• Goal:
Rewrite these lines as a Markdown table with the columns "No." and "Line", giving each line a row number and leaving out blank lines. Leave the pictures out of your table.
-------- Data to process --------
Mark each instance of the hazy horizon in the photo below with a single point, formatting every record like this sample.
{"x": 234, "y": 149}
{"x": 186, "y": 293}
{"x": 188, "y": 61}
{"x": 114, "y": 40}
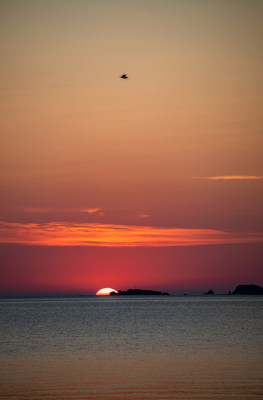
--------
• Written response:
| No. | Line |
|---|---|
| 1 | Mark each instance of the hazy horizon in the photo below with a single point, formatting every record like this sample. |
| 2 | {"x": 234, "y": 149} |
| 3 | {"x": 186, "y": 293} |
| 4 | {"x": 188, "y": 61} |
| 5 | {"x": 114, "y": 40} |